### Data provided ###
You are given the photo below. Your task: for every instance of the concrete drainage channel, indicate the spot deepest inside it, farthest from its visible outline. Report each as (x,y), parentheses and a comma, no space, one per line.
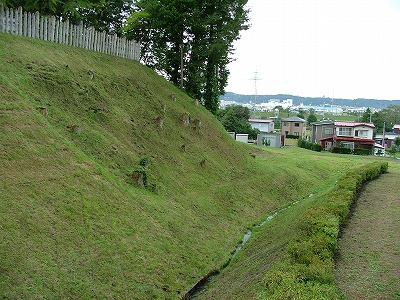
(201,285)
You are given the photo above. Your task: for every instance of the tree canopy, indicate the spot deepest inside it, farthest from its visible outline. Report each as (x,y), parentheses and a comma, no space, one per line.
(189,41)
(384,119)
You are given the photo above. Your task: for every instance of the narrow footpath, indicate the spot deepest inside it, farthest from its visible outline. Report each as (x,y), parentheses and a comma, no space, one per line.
(368,260)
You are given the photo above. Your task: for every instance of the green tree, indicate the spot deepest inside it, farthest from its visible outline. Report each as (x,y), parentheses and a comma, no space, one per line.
(236,118)
(391,116)
(396,143)
(190,42)
(392,151)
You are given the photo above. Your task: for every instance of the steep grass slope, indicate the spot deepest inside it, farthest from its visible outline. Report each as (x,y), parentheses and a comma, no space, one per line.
(73,222)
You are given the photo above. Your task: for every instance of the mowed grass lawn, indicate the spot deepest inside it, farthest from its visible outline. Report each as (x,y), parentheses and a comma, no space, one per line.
(368,262)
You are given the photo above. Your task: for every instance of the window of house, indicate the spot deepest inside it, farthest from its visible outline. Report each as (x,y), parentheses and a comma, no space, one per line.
(349,145)
(361,133)
(346,131)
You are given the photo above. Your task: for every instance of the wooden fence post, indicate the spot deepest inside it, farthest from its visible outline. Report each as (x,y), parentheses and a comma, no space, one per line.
(34,25)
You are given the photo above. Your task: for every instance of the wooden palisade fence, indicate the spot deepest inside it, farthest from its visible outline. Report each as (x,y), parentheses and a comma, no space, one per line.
(55,30)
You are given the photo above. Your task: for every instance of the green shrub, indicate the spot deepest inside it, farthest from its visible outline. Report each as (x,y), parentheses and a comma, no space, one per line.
(291,136)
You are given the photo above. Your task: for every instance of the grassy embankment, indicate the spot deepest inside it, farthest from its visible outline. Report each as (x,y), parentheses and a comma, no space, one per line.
(75,225)
(367,263)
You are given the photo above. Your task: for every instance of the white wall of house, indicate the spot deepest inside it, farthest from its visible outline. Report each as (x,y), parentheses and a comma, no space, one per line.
(262,126)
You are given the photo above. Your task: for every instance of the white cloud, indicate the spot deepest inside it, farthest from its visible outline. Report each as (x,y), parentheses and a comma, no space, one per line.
(337,48)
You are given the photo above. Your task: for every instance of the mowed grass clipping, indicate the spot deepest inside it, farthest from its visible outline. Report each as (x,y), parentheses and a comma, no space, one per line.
(367,265)
(73,222)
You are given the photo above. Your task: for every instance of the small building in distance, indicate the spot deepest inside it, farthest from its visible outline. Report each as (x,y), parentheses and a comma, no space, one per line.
(264,125)
(294,126)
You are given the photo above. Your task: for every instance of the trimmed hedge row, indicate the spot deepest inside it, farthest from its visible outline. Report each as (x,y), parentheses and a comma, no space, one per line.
(308,145)
(292,136)
(307,272)
(356,151)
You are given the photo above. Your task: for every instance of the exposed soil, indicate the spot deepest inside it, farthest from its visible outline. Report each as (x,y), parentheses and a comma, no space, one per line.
(368,260)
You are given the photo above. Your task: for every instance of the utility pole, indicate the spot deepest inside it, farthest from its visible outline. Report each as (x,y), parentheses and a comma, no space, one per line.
(255,79)
(383,135)
(182,65)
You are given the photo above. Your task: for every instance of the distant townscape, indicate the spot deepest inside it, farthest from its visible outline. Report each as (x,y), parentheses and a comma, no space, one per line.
(320,105)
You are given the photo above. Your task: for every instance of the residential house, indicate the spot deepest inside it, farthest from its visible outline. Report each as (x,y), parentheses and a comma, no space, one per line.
(264,125)
(388,137)
(294,126)
(274,140)
(351,135)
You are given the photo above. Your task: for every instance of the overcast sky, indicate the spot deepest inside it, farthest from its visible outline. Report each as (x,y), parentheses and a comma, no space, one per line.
(332,48)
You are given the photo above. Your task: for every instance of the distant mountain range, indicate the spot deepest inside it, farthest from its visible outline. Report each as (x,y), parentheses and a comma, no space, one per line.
(297,100)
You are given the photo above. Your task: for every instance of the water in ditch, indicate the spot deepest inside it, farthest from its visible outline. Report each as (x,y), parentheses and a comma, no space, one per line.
(203,283)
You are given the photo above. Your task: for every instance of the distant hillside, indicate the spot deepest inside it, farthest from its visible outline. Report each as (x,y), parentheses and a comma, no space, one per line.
(76,224)
(297,100)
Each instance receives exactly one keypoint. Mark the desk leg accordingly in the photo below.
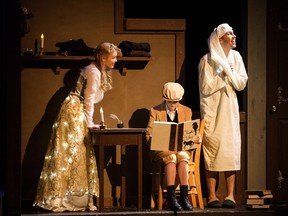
(123, 176)
(139, 140)
(101, 177)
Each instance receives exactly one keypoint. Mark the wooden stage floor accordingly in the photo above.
(238, 211)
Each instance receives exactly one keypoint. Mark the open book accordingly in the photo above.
(174, 136)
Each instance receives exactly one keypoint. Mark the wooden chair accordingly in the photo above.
(194, 181)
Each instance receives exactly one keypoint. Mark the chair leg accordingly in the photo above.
(199, 190)
(160, 189)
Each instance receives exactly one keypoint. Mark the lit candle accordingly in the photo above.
(102, 114)
(42, 41)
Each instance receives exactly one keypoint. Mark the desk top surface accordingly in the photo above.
(118, 130)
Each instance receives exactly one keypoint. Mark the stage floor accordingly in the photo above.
(238, 211)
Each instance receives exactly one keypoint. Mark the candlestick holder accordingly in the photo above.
(102, 125)
(41, 51)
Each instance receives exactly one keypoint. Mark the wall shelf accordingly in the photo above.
(56, 62)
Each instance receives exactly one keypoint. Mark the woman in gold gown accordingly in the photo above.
(69, 178)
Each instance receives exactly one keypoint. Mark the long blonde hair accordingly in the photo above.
(102, 50)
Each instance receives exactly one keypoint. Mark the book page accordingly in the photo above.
(190, 130)
(163, 136)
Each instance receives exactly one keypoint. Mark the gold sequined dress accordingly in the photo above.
(69, 178)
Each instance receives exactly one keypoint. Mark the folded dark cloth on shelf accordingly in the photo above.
(139, 53)
(127, 47)
(74, 48)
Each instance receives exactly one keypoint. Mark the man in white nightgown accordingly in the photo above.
(221, 73)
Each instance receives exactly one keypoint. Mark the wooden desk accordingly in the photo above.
(123, 137)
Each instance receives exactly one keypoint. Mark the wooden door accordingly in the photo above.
(277, 99)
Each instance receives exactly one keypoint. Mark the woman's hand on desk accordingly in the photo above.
(94, 126)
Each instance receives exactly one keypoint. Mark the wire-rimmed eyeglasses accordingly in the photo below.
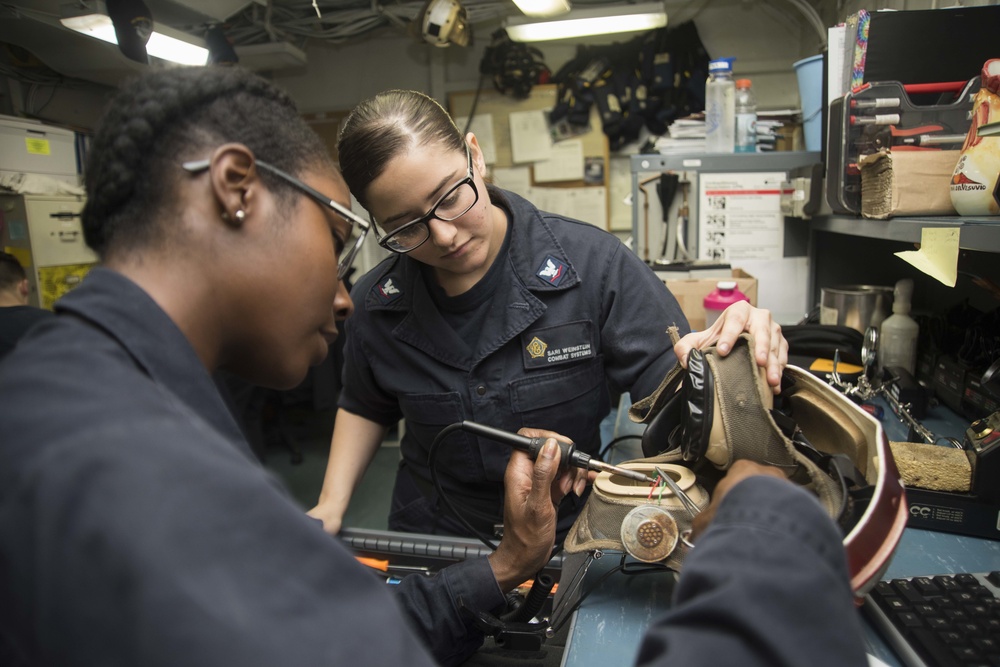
(347, 255)
(453, 204)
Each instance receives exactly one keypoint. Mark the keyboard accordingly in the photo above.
(939, 621)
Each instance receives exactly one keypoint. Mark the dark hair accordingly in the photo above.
(11, 271)
(157, 121)
(385, 125)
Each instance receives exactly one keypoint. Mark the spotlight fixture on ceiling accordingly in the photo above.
(542, 8)
(163, 42)
(444, 22)
(589, 22)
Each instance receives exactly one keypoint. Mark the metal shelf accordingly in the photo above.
(981, 234)
(709, 162)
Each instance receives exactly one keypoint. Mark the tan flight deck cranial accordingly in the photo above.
(932, 467)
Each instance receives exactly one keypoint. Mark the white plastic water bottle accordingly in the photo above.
(720, 107)
(746, 117)
(897, 341)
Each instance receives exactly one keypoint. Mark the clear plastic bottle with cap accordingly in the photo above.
(725, 294)
(720, 107)
(897, 340)
(746, 117)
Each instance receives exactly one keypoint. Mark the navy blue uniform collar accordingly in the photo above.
(115, 304)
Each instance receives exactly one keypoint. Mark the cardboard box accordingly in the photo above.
(907, 183)
(690, 294)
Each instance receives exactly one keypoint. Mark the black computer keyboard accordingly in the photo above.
(940, 621)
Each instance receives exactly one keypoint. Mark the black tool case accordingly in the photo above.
(899, 125)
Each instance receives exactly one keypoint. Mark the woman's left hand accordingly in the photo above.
(770, 347)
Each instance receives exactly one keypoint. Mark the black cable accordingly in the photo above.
(631, 569)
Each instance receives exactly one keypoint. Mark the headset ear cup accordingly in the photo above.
(658, 437)
(698, 393)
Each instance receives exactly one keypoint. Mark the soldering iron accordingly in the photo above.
(569, 454)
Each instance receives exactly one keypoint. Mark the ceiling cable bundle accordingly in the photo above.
(515, 67)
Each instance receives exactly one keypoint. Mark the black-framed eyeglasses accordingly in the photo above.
(453, 204)
(347, 255)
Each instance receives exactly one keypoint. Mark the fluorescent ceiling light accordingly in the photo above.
(165, 42)
(542, 8)
(588, 22)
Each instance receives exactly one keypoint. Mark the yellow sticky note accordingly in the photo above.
(826, 366)
(38, 146)
(938, 254)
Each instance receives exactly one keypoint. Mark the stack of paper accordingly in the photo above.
(685, 135)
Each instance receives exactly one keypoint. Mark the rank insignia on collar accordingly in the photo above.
(552, 271)
(386, 291)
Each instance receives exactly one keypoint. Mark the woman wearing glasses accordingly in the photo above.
(491, 311)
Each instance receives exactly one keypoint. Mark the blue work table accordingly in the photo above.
(609, 625)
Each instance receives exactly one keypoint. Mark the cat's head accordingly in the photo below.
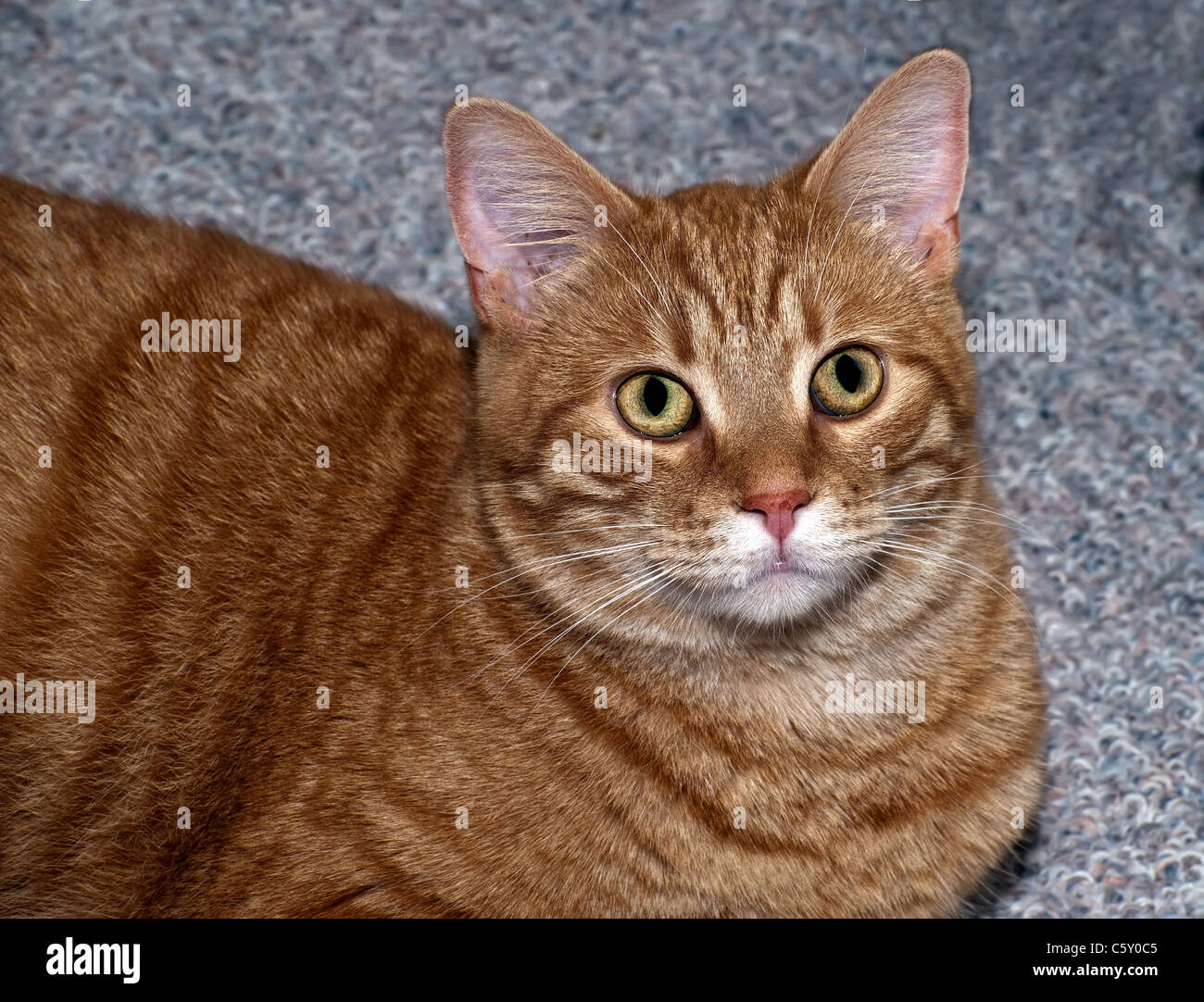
(763, 364)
###
What to work on:
Your copy should consist solely of the lines from the line containing "cable accordingly in the photo above." through the last line of the records above, reproduced exactly, with the pictures left out.

Your response:
Each instance receives exactly one keypoint. Mark the black cable accordingly in the photo above.
(631, 569)
Each instance receives exactly one keypoint. Mark the headset ear cup accordingly in the photo above.
(658, 437)
(698, 393)
Each instance receives exactly one keypoint. Mark the soldering iron accordingly in the photo above.
(569, 454)
Each instance receives exactly one keypoint. Mark the ceiling cable bundle accordingly in the photo above.
(515, 67)
Each instance receives exactly one keypoint. Mark the black-framed eyeglasses accordingly in the photo above.
(453, 204)
(347, 255)
Each instance receives exactly one keypoint. Mark the fluorescent ceiling light accordingly in the photo above.
(165, 42)
(542, 8)
(588, 22)
Each instance receives exactly one keypoint. Mark the yellow sticky note accordingly in the photo above.
(826, 366)
(38, 146)
(938, 254)
Each instance receives exactly one keypoint. Mark the stack of paper accordingly in the photo above.
(685, 135)
Each instance receives exactly one keypoint. Mark the rank insignia on collar accordingly in the photo above.
(552, 271)
(386, 291)
Each instance receives exactly one keypoint. Mark the woman wearing glasses accordingly in the photo above.
(491, 311)
Each instance receives exactly one keypoint. Mark the blue work table accordingly in the photo above.
(609, 625)
Each instance receives exactly one keypoint. Mark the cat's head accordingly in the photo below.
(763, 364)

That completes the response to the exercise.